*** TEXT SEGMENT Section Begins ***

Fever, the most worrisome symptom of all, is also one of the most common. It’s important to have a general idea as to what temperature your baby is normally, this helps you identify early if their temp is rising. A baby’s normal temperature can range from 97 degrees Fahrenheit to 100.3 degrees Fahrenheit (rectal temps).
If you baby has a fever, report it to your pediatrician immediately. Your doctor will recommend the most appropriate treatment for the fever. Usually, if the baby is over 3 months of age, they will have your little one take Tylenol to reduce fever.
If Tylenol is the recommended treatment, be sure to consult your doctor or pharmacist on proper dosage before administering the medication.
Gas and babies don’t jive, in fact a gassy baby is very common, and can be caused by a number of factors. If your baby is formula fed, it could be the formula causing the gas. If your baby is breast fed, it could be the mother’s diet causing gas. If your baby is bottle fed, it could be the bottle has too many air bubbles, or they eat too quickly, or too slowly.
As your brain cools from the above statement, there is hope, there are a number of things you can try to help relieve your baby’s gas problems:
- Routine burping after feeding
- You could try changing their formula (best to do this with your pediatrician’s consent)

*** TEXT SEGMENT Section Ends ***
*** GIVEN RECORDS Section Begins ***

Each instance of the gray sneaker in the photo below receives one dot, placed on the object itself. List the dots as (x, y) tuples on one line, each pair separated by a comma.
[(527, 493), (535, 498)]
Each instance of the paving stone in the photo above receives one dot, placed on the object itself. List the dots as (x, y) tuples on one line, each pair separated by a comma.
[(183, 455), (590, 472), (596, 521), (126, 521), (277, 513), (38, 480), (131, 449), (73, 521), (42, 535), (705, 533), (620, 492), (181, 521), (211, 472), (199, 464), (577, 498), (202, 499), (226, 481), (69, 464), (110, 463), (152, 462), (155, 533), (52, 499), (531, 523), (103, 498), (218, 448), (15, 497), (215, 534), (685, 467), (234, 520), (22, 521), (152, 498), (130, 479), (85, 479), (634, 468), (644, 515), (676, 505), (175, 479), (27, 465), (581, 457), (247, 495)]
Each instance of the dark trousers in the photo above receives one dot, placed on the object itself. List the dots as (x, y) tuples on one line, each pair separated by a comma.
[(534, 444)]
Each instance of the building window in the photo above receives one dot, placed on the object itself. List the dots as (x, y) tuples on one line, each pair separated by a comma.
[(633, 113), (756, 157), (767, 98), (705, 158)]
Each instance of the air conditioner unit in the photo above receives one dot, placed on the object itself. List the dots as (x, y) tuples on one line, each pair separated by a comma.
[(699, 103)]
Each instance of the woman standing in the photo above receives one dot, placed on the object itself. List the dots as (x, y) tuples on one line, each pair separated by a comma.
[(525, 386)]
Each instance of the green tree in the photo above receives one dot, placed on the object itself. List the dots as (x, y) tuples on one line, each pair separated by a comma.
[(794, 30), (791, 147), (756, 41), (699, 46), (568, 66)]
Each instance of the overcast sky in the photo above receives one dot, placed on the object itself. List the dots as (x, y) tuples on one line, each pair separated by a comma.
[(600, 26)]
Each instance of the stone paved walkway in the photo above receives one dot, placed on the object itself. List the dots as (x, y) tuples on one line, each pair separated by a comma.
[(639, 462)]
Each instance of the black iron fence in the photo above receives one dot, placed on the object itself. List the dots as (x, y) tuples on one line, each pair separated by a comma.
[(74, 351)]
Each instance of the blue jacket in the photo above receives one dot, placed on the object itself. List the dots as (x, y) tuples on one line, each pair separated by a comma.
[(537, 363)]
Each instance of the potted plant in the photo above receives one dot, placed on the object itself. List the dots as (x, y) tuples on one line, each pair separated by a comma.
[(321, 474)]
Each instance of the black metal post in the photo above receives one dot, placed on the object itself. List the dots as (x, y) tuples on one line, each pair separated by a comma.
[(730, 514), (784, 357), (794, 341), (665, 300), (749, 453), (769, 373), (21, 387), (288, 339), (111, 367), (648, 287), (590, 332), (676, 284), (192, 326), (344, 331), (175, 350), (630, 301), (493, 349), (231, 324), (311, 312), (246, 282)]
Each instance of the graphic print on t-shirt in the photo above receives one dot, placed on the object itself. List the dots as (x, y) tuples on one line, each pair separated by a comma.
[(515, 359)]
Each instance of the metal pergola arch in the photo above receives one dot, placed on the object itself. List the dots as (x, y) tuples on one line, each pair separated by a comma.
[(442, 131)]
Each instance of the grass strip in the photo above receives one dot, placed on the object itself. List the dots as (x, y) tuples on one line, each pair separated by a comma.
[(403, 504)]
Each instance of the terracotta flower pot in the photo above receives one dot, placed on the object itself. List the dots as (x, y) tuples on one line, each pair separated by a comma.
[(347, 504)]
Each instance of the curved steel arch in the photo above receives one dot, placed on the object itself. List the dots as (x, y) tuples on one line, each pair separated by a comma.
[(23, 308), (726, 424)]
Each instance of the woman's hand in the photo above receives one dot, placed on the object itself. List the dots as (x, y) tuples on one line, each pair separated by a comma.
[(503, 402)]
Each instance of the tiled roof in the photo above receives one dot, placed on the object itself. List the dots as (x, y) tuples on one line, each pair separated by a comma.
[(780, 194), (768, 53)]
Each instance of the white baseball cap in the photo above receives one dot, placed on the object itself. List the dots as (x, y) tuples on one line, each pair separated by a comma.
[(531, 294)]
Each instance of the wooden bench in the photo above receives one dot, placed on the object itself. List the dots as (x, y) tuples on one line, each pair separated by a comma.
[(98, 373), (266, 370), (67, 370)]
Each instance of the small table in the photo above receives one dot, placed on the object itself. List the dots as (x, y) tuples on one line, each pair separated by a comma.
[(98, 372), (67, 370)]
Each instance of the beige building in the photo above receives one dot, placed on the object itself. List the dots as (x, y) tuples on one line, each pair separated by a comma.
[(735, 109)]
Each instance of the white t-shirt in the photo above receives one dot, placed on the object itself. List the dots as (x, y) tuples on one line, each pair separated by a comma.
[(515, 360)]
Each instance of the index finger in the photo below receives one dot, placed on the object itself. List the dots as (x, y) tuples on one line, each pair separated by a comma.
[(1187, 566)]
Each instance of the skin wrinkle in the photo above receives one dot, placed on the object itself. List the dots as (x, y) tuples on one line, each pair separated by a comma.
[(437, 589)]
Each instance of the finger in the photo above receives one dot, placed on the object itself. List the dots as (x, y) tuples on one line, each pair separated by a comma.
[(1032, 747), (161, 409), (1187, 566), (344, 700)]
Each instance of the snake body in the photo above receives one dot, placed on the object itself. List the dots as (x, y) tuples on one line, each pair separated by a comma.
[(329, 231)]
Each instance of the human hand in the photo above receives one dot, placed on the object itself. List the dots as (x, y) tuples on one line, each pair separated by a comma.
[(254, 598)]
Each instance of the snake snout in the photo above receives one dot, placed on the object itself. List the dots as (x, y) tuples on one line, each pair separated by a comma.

*** GIVEN RECORDS Section Ends ***

# [PROBLEMS TO SOLVE]
• A. Answer these questions from the text on baby fever and gas:
(i) What range does the text give for a baby's normal rectal temperature?
(ii) What do doctors usually have you give a baby over 3 months of age to reduce fever?
(iii) For a breast-fed baby, what does the text say could be causing gas?
• B. Transcribe the part of the text on baby fever and gas between "If you baby" and "to reduce fever.", inclusive.

# [ANSWERS PROVIDED]
• A.
(i) 97 degrees Fahrenheit to 100.3 degrees Fahrenheit
(ii) Tylenol
(iii) The mother's diet

• B.
If you baby has a fever, report it to your pediatrician immediately. Your doctor will recommend the most appropriate treatment for the fever. Usually, if the baby is over 3 months of age, they will have your little one take Tylenol to reduce fever.